Work to complete — Can you rewrite every line of the material from the line with "Practice step: pick out every instance of the evergreen" up to and including the line with "[(471, 275), (230, 272)]", offsetting each answer coordinate by 44 and leaving all other numbers unchanged?

Point labeling dataset excerpts:
::::::::

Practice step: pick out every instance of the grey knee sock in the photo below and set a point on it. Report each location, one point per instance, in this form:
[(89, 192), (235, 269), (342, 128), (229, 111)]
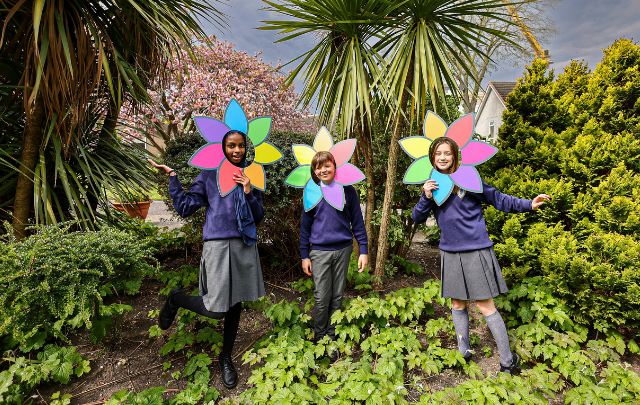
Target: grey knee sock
[(461, 322), (499, 332)]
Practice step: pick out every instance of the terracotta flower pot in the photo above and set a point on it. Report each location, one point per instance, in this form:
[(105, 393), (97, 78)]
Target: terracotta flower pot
[(135, 210)]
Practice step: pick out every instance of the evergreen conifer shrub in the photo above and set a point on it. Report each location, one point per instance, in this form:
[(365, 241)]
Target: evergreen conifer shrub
[(577, 139), (56, 278)]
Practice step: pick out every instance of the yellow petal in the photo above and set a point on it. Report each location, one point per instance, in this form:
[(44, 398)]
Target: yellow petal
[(416, 146), (255, 173), (303, 154), (434, 126), (323, 141), (267, 154)]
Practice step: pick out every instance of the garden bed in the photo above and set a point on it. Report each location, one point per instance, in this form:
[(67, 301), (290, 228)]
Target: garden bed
[(128, 359)]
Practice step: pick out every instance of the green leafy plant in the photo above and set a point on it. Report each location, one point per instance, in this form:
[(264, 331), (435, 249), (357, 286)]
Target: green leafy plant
[(55, 363), (56, 278)]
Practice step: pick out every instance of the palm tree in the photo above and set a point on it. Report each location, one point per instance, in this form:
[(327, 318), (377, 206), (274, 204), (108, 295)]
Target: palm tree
[(79, 54), (342, 68), (429, 36), (421, 38)]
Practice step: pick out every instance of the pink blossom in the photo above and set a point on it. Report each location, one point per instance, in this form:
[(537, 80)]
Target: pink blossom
[(205, 87)]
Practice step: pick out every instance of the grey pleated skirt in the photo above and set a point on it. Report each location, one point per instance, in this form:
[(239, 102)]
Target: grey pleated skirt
[(471, 275), (230, 272)]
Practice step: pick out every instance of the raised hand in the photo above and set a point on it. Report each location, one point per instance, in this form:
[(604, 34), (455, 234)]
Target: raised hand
[(244, 180), (363, 262), (164, 168), (306, 266), (428, 188), (539, 200)]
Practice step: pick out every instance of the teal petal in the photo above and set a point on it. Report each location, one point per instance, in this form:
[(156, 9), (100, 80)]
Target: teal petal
[(445, 185), (312, 195)]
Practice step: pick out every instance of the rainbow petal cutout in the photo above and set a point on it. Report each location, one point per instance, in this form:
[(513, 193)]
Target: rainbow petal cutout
[(312, 195), (346, 173), (334, 194), (211, 156), (473, 153), (445, 186)]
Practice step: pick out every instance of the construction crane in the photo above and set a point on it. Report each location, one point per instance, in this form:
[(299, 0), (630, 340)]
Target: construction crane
[(537, 49)]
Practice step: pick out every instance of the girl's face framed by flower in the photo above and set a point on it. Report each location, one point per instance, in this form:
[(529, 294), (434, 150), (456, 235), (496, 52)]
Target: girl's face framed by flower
[(447, 173)]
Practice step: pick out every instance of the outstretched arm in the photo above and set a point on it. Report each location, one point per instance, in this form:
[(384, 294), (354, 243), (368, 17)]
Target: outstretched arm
[(539, 200), (507, 203), (185, 204)]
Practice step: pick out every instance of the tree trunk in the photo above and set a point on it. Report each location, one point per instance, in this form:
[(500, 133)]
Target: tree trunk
[(29, 158), (110, 121), (366, 148), (392, 165)]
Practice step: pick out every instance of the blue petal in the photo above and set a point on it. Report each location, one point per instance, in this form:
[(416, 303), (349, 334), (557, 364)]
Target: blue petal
[(312, 195), (234, 117), (445, 185)]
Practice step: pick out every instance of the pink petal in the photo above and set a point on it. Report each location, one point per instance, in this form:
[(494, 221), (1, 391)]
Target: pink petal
[(348, 174), (211, 129), (334, 194), (342, 151), (208, 157), (467, 177), (461, 130), (477, 152), (226, 183)]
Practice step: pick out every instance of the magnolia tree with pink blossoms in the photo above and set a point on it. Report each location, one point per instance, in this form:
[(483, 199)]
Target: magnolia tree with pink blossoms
[(204, 87)]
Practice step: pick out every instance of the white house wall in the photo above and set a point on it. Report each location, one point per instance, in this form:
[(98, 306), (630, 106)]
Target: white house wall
[(492, 111)]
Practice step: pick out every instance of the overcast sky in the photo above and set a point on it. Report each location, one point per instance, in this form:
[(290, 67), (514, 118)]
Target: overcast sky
[(585, 28)]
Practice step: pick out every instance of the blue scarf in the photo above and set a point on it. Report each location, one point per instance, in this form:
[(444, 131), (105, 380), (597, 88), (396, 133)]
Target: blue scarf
[(246, 224)]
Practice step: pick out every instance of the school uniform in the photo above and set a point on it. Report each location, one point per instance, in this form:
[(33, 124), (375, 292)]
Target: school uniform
[(230, 270), (326, 236), (469, 268)]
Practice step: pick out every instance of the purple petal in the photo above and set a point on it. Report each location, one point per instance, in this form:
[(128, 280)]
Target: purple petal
[(477, 152), (208, 157), (348, 174), (467, 177), (334, 194), (211, 129)]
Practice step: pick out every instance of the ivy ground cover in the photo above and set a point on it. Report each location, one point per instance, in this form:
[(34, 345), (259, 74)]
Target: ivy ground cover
[(397, 347)]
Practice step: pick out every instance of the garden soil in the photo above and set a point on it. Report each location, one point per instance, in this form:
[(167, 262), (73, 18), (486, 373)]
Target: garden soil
[(127, 359)]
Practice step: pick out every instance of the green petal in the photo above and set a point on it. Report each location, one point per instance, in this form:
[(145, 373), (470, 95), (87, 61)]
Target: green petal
[(299, 177), (418, 172), (259, 129)]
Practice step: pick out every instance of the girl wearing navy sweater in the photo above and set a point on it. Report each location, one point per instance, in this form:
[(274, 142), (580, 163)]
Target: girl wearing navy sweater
[(469, 268), (230, 271), (326, 236)]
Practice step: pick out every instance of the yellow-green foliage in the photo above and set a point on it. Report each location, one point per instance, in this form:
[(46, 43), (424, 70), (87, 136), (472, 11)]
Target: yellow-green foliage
[(576, 138)]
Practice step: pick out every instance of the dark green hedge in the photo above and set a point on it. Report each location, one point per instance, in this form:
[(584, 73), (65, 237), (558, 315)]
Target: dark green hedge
[(577, 139)]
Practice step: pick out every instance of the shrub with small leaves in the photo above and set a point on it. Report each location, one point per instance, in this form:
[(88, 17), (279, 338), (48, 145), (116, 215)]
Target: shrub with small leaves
[(57, 277)]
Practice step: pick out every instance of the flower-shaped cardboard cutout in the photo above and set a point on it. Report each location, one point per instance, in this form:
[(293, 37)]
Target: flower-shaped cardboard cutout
[(346, 173), (211, 156), (472, 154)]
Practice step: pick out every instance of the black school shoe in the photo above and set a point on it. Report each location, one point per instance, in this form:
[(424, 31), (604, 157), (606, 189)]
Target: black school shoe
[(168, 311), (228, 371), (515, 364)]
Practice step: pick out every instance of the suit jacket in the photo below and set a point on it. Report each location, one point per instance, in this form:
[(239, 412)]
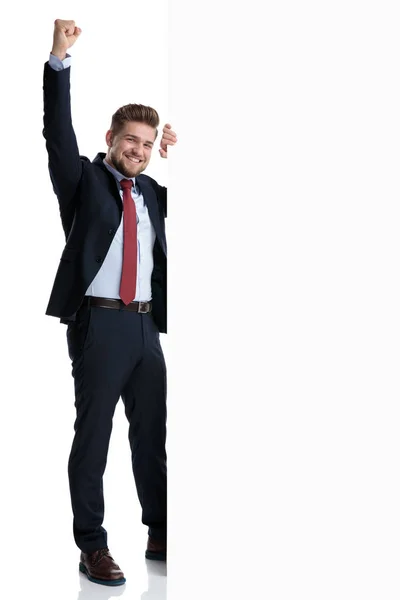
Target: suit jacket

::::::::

Response for this exercise —
Practice step: pick out every instance of the evergreen conifer shrub in the photo above and set a point on it. Report each location, one point per instance, in this form:
[(365, 241)]
Target: evergreen conifer shrub
[(621, 183), (100, 322)]
Practice step: pick out every instance of the yellow petal in the photo above and set a point on it. Report each location, one point per instance, in this form:
[(44, 398)]
Target: yellow petal
[(460, 190), (299, 217), (347, 198), (478, 170), (367, 185), (311, 198)]
Practice step: pick out every instance of the garden bed in the photo above and set a point on it. Report each location, one point per instance, in this form:
[(67, 301), (290, 228)]
Target: garden bed
[(172, 403)]
Practice step: pick out every instance of the green leafy plant in the photo above and set a point on it. Report each location, one point per instance, in this form:
[(264, 331), (435, 249), (357, 286)]
Target: green leafy plant
[(99, 407), (100, 322)]
Practice step: pick out every instance of the palm tree in the photo above and set a point on it. Report each location, one point per instance, in this form:
[(327, 318), (377, 206), (274, 204), (108, 295)]
Target: palm tree
[(123, 98), (386, 112), (473, 80), (465, 82)]
Practice step: pick out every instance of the pink blossom in the photo above and set a point on it. Report each location, one point per instance, in this form:
[(537, 80)]
Target: pink blossom
[(249, 131)]
Practice step: pick out every instance of the grey pleated skirt in the photo above and set a point on it. Report each location, one point per instance, in this form:
[(239, 102)]
Target: grey pleated skirt
[(515, 319), (274, 316)]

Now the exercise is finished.